The defendants — Benjamin McNamee, 24; Aaron Golson, 22; and Darryl Cearnel, 28; are being tried together and each face up to 15 years in prison if convicted.

Known as “Crossing Bus C,” the ritual required band members to make their way through a pounding gauntlet of fists, drumsticks and mallets from the front of the bus to the back. Two other band members — Lissette Sanchez and Keon Hollis — went through the bus before Champion, and survived.

A total of 15 former band members were charged with manslaughter. One, Jessie Baskin, served one year in county jail. Others plea bargained for probation and community service. The band itself was suspended for more than a year while officials tried to clean up the program.

Dante Martin, now 27 and serving a six-year term for felony hazing and manslaughter, is the only former band member to receive prison time the death of Champion.

Martin’s attorneys told his jurors that there was no actual hazing, likening the ritual to a “competition” in which Champion and the others voluntarily took part.

But state attorney Jeff Ashton said testimony made it clear that band members were looking for a measure of respect and acceptance by “crossing Bus C,” and that their willing participation was “not a defense” for those who were charged.

 

By Hank Nuwer

Journalist Hank Nuwer tracks hazing deaths in fraternities and schools. Nuwer is the Alaska author of Hazing: Destroying Young Lives; Broken Pledges: The Deadly Rite of Hazing, High School Hazing, Wrongs of Passage and The Hazing Reader. In April of 2024, the Alaska Press Club awarded him first place in the Best Columnist division and Best Humorist, second place.

Tasks:
A: Answer these questions using the hazing excerpt:
(i) How many former band members were charged with manslaughter?
(ii) By what name was the ritual known?
(iii) Which state attorney said that willing participation was "not a defense"?
B: Return the passage of the hazing excerpt that begins at the words "But state attorney" and stops after the words "who were charged.".
The records have no connection to the hazing excerpt.

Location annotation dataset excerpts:
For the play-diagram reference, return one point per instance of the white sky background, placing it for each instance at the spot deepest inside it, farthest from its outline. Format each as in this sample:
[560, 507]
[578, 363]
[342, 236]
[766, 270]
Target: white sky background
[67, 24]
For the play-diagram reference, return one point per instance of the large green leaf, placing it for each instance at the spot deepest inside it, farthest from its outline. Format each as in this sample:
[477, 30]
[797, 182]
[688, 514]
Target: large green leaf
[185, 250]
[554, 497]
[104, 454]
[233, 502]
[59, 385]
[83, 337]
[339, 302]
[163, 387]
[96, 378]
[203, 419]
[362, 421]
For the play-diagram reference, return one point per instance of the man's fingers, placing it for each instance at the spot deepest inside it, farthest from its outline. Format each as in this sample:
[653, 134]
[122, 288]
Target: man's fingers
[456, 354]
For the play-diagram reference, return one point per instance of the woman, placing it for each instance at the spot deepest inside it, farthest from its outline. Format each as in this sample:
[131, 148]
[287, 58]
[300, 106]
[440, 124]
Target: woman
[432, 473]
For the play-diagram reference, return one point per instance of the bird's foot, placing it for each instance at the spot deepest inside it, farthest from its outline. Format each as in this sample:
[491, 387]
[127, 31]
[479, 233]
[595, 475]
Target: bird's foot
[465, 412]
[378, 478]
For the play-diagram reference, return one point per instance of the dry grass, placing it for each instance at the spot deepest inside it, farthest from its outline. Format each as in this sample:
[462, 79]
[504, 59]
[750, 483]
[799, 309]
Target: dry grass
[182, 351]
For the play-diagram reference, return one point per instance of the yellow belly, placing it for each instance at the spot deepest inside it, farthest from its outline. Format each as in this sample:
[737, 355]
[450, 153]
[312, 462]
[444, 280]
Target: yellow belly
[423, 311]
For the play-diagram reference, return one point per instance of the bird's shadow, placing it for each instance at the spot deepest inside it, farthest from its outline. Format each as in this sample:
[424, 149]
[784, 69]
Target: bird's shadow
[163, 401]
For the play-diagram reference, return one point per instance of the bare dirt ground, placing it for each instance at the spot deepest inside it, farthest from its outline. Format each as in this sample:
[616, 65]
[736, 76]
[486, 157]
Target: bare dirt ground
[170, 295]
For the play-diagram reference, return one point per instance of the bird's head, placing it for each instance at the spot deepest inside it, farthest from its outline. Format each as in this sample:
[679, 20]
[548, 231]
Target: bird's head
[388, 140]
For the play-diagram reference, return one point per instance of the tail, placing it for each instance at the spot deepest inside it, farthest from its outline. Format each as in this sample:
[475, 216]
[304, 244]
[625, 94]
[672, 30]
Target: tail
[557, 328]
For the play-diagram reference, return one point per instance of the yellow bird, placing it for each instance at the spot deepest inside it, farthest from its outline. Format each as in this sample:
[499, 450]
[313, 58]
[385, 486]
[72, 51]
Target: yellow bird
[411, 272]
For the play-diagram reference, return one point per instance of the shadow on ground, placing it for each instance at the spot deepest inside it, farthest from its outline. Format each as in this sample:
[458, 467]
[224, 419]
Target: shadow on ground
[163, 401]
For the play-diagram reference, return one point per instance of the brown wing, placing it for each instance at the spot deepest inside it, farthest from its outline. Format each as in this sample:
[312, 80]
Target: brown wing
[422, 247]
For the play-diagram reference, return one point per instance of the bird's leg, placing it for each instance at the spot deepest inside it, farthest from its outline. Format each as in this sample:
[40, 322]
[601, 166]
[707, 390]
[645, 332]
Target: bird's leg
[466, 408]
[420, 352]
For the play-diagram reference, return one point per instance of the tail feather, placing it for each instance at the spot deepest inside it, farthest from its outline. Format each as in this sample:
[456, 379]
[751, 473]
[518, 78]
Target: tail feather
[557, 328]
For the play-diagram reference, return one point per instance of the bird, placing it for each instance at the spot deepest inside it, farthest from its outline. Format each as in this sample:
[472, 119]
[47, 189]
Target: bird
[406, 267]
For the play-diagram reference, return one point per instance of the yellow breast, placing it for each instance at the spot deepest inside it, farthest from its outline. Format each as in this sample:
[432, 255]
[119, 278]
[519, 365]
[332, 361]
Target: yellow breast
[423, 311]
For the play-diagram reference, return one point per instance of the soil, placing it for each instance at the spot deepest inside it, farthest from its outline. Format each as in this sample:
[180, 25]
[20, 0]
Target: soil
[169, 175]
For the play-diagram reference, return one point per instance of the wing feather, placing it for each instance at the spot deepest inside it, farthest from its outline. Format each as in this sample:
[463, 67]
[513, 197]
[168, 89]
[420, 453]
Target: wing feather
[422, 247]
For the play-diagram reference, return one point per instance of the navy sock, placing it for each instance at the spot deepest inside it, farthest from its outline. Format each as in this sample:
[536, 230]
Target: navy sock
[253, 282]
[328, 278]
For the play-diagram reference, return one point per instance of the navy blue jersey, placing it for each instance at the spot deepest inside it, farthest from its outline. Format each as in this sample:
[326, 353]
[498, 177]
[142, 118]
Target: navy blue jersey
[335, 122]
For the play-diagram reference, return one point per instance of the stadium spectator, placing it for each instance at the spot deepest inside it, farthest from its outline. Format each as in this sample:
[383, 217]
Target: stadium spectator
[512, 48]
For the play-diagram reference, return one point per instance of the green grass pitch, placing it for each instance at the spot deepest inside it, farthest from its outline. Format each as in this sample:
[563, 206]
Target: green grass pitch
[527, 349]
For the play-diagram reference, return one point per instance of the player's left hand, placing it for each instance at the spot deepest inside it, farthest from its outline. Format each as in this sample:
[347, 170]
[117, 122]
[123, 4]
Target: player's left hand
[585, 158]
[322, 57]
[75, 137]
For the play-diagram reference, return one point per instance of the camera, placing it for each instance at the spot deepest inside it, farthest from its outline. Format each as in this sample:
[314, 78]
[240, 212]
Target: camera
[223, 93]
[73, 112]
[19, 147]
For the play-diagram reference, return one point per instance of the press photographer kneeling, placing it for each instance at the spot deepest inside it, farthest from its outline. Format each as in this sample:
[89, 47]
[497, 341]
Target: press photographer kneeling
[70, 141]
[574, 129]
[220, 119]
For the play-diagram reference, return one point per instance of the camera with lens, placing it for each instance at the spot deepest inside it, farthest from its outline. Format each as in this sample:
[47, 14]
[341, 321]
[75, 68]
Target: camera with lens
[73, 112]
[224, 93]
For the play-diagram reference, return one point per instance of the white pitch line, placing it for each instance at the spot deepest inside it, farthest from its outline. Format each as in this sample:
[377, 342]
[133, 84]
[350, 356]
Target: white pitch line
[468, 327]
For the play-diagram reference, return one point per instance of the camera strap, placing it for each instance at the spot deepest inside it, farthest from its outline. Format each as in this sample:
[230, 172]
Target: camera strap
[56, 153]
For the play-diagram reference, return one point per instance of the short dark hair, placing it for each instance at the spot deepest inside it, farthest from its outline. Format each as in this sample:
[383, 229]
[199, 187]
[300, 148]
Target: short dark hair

Solved tasks:
A:
(i) 15
(ii) "Crossing Bus C"
(iii) Jeff Ashton

B:
But state attorney Jeff Ashton said testimony made it clear that band members were looking for a measure of respect and acceptance by “crossing Bus C,” and that their willing participation was “not a defense” for those who were charged.